Dataset entries:
%%

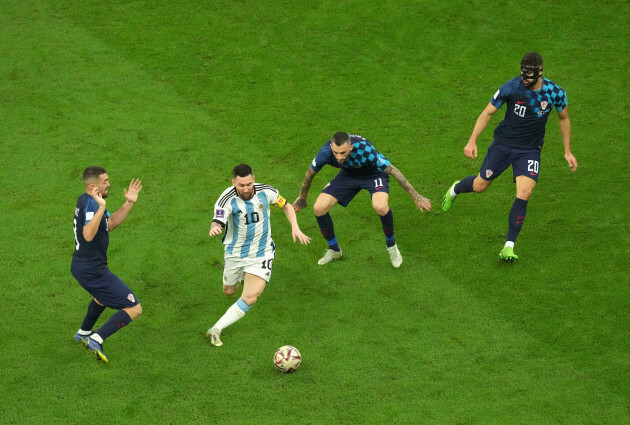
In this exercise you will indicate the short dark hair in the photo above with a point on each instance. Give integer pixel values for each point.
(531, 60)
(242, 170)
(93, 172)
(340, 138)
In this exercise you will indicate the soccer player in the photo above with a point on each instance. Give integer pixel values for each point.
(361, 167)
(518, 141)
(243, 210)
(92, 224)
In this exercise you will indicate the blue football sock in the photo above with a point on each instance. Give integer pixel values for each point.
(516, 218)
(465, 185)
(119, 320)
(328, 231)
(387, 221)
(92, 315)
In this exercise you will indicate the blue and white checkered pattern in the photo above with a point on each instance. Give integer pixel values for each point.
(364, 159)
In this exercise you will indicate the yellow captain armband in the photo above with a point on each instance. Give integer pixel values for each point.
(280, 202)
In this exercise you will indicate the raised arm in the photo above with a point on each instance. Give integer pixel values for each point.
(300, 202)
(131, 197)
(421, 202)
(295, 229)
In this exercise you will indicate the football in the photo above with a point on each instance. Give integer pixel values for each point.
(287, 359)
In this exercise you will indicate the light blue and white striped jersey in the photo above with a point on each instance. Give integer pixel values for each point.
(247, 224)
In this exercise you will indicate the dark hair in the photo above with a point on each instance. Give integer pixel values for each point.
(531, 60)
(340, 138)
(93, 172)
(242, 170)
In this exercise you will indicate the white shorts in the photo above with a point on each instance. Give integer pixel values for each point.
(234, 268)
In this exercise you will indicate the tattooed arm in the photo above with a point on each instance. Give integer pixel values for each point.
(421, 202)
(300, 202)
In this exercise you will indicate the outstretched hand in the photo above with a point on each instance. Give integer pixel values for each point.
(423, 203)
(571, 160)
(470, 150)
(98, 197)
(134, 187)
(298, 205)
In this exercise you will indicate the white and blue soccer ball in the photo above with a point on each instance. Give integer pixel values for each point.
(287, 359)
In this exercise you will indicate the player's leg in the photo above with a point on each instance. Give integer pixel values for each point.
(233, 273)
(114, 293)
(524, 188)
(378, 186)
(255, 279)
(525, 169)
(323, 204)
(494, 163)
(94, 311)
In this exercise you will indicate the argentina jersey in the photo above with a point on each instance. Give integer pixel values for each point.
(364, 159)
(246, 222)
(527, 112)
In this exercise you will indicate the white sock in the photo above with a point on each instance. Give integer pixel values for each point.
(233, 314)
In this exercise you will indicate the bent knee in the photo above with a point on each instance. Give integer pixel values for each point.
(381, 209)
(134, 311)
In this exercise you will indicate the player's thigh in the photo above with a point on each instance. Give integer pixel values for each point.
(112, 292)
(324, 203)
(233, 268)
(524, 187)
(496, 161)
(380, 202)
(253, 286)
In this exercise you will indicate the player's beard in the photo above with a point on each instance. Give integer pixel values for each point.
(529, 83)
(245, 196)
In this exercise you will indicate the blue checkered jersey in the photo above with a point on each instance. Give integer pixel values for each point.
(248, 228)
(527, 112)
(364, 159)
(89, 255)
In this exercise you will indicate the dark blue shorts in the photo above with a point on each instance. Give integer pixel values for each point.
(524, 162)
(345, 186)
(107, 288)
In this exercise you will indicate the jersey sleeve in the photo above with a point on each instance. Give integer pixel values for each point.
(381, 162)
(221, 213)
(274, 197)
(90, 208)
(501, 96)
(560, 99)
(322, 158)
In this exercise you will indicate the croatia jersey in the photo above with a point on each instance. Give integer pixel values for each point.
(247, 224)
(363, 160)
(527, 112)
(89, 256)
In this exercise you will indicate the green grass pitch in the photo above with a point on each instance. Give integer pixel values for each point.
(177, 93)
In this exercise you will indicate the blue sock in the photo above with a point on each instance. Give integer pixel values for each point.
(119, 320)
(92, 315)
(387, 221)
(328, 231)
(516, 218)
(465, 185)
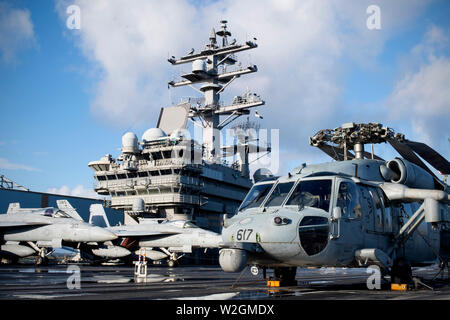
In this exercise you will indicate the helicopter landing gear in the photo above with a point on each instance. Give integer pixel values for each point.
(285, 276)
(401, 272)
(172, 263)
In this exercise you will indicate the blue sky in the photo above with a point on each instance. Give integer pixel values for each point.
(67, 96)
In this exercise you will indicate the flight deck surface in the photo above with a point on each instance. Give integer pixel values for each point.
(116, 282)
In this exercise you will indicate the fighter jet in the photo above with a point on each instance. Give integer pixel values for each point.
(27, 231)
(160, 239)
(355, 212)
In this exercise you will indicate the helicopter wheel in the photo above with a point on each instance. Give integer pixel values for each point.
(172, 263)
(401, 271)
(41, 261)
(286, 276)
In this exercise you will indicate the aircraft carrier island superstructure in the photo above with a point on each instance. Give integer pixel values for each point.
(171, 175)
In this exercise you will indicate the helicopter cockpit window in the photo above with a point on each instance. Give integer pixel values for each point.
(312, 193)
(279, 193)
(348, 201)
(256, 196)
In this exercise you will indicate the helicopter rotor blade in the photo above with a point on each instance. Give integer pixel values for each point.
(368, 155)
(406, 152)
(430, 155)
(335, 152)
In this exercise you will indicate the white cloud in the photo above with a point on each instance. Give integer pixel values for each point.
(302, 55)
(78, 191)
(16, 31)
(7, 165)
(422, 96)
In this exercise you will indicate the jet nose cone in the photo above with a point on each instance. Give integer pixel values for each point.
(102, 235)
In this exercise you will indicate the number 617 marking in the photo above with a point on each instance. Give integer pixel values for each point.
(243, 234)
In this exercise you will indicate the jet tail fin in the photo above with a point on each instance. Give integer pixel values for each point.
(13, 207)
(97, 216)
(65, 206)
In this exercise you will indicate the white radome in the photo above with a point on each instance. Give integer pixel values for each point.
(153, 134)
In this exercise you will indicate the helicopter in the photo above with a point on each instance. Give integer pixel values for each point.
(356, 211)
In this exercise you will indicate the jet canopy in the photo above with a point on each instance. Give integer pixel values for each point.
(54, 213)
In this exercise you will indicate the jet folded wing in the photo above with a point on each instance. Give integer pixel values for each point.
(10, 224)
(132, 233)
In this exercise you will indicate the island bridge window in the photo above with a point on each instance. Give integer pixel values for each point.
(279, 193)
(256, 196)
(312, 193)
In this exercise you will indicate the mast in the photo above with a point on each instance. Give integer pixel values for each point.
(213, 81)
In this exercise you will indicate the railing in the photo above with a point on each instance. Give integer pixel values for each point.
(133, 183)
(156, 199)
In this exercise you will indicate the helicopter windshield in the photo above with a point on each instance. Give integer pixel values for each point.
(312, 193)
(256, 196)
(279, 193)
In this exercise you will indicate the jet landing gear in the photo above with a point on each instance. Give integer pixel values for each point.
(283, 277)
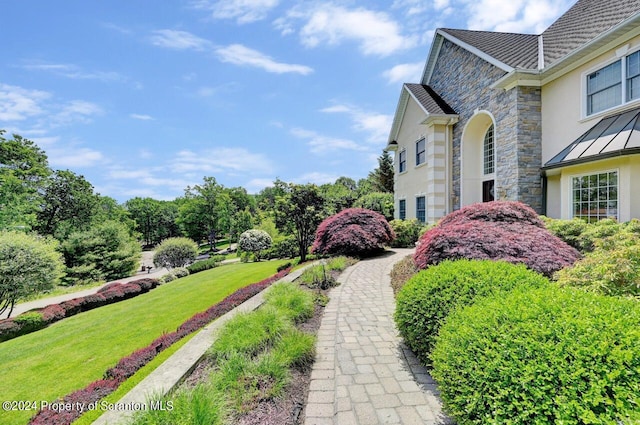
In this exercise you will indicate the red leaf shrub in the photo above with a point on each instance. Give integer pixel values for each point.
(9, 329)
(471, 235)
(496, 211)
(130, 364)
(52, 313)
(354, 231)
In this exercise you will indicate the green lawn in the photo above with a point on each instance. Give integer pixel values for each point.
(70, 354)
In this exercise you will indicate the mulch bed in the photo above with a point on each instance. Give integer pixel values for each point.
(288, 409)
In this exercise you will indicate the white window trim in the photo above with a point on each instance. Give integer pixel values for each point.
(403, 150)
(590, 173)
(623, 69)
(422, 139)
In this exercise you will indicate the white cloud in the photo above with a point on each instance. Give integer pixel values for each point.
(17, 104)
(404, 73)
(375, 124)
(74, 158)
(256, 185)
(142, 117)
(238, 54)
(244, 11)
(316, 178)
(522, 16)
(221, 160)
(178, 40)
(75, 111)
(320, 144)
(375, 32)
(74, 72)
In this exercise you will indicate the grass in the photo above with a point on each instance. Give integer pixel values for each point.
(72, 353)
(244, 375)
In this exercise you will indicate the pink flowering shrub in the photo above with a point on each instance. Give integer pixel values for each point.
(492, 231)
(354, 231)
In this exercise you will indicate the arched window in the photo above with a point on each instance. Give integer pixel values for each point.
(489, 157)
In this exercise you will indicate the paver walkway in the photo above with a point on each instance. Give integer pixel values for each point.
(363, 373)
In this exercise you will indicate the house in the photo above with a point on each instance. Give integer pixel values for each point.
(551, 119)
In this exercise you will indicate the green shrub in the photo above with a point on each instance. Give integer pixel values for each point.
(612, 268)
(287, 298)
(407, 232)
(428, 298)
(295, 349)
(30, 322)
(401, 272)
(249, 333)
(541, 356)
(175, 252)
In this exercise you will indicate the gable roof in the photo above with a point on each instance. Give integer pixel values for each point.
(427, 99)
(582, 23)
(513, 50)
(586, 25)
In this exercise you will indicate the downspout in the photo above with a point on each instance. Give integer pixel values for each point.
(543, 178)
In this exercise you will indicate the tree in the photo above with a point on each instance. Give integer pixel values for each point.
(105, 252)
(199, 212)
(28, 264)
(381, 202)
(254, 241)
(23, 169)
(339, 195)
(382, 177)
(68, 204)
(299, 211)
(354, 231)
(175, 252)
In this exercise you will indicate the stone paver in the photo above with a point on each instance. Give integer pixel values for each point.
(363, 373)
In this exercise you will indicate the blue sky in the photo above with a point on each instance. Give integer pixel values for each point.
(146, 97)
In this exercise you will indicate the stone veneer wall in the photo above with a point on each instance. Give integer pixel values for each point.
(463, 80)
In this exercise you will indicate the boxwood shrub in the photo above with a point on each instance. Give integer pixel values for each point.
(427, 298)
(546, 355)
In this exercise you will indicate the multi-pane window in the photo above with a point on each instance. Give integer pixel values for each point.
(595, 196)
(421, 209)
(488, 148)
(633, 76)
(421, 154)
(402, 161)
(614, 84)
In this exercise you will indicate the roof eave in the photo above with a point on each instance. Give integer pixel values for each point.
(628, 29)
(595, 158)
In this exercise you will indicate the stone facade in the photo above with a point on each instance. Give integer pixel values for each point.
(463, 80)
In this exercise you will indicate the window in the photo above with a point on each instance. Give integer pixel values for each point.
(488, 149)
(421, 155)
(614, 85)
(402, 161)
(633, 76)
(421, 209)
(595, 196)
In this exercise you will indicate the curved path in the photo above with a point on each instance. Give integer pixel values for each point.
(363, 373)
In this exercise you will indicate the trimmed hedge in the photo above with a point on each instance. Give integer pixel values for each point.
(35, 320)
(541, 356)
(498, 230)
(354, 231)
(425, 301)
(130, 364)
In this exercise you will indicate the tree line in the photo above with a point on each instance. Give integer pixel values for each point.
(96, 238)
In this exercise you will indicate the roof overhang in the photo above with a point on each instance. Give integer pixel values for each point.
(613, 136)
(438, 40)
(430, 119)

%%

Assignment - Each of the lines from the one holding "In this exercise you will indicate the stone facade" through the final line of the entries is to be set down exactly, and no others.

Answer space -
In this exercise you will indicate the stone facade in the photo above with a point on each instance. Give integer pixel values for each point.
(463, 80)
In this exercise you will indicate the window in the photo above with a point on each instance. Give integer pixel values for each point.
(488, 149)
(421, 155)
(614, 85)
(402, 161)
(633, 76)
(421, 209)
(595, 196)
In this exercise you will indicate the curved path in the photo above with a point on each instance. Give integer pixel values for each point.
(363, 373)
In this exercise you will indicate the trimmed hedge in the photo above with a point on each instance. Give integer pixel values for each point.
(35, 320)
(541, 356)
(498, 230)
(354, 231)
(425, 301)
(130, 364)
In this exercise you will indicate the tree line in the photo above with a point on each instance. Give integer pixel values for each point.
(96, 238)
In this exercise you will indicate the roof overhang in the photo above with a point on each instance. Give integer pixel values for each point.
(613, 136)
(438, 40)
(430, 119)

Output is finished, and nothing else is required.